— MATERIAL —
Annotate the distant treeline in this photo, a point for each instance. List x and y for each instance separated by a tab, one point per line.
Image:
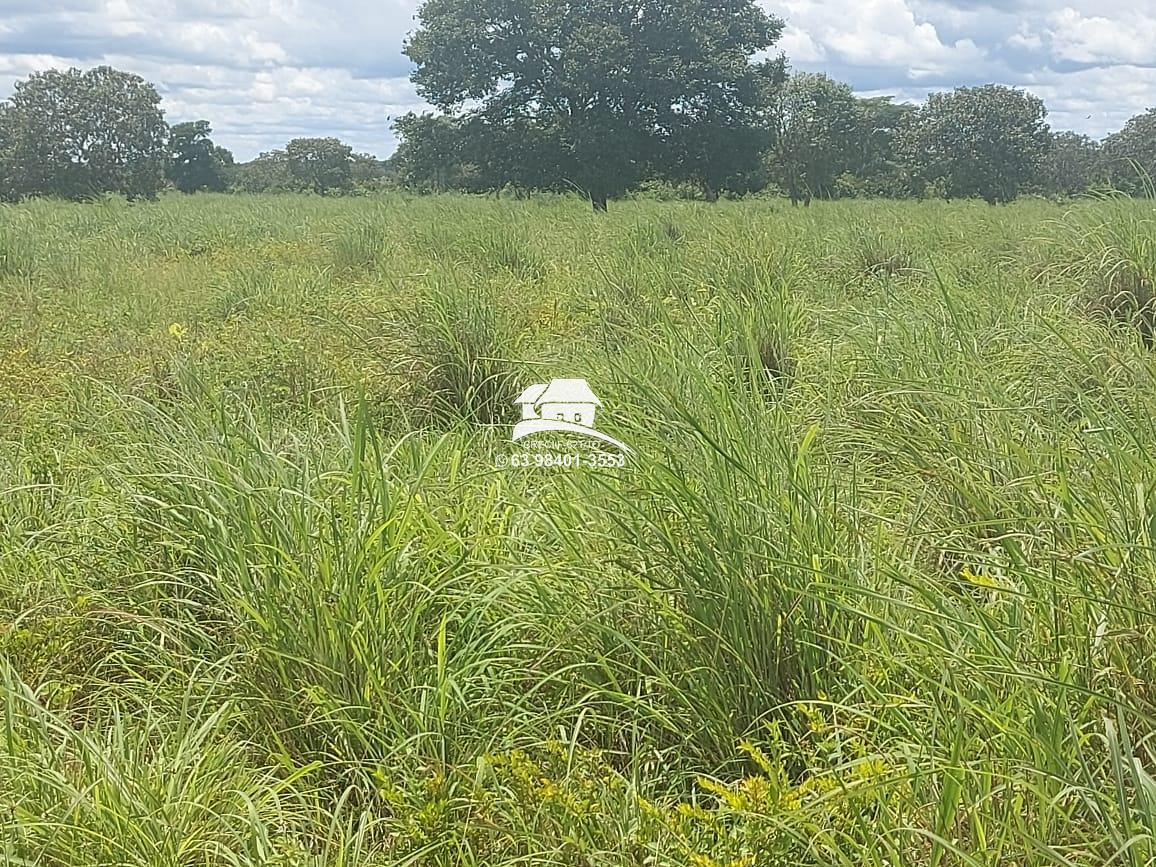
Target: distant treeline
78	134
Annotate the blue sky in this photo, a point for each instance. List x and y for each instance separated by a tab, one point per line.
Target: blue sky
266	71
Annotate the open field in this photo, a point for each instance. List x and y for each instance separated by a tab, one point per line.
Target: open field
876	586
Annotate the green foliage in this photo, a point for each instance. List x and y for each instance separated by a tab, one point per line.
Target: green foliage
194	162
816	125
986	142
1073	164
323	165
609	91
1131	154
78	134
872	588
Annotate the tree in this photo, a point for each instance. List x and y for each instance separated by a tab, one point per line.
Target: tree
268	172
369	172
194	161
323	165
429	156
606	84
1073	164
815	120
718	140
874	165
78	134
987	141
1129	154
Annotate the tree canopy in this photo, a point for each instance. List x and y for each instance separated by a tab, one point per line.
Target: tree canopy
194	161
986	142
1129	154
816	123
615	90
76	134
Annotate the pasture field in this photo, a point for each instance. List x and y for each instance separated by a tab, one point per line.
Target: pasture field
877	585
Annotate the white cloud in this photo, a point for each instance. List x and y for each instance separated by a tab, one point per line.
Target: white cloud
1096	39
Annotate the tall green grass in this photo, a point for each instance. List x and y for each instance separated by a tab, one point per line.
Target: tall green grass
875	586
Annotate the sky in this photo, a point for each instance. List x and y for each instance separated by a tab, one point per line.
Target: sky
267	71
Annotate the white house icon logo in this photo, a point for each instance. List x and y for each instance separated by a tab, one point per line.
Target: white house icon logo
564	405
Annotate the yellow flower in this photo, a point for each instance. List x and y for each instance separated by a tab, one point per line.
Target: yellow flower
979	580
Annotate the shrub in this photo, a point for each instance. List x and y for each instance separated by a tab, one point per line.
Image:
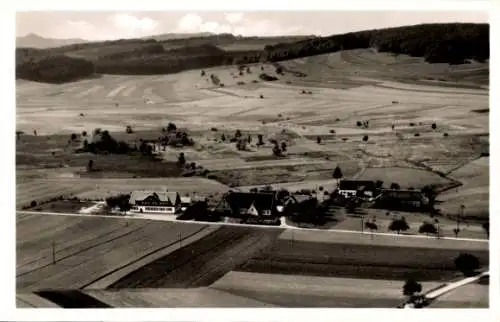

— WHAT THE TASK ASKS —
Please pull out every line above that contains the string "icon" and copy each one. Matching is case-sensitive.

— WRITTEN ANSWER —
Annotate the white house icon logo in this photo, a point for each instance. List x and y for each instance separated by a tab, one point per line.
Target: white house icon logo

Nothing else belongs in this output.